Record excerpts:
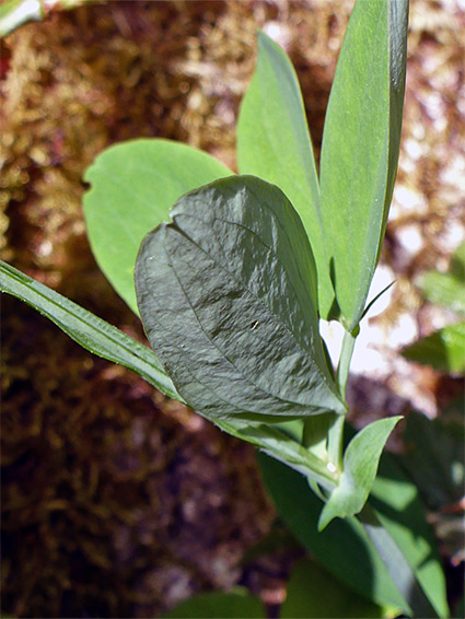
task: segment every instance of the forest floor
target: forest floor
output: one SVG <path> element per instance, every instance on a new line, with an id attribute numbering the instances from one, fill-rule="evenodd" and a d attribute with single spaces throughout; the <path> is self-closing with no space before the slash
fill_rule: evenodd
<path id="1" fill-rule="evenodd" d="M 351 7 L 107 2 L 7 37 L 1 257 L 143 340 L 91 254 L 85 168 L 109 144 L 139 137 L 181 140 L 235 168 L 257 28 L 291 57 L 318 156 Z M 460 377 L 398 349 L 450 320 L 415 282 L 445 270 L 465 238 L 465 5 L 412 0 L 409 28 L 398 182 L 376 280 L 396 285 L 363 331 L 349 384 L 356 425 L 414 408 L 434 418 L 463 389 Z M 249 445 L 92 358 L 16 300 L 2 300 L 1 328 L 4 611 L 153 617 L 237 583 L 271 606 L 282 600 L 300 551 L 243 561 L 276 519 Z M 329 336 L 337 339 L 334 327 Z M 400 439 L 391 447 L 402 449 Z M 441 550 L 456 577 L 456 548 Z"/>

Request: Gather every line of the records that contains the word "floor" and copy each of those lines in full.

Solution to the exercise:
task: segment every instance of the forest floor
target: forest floor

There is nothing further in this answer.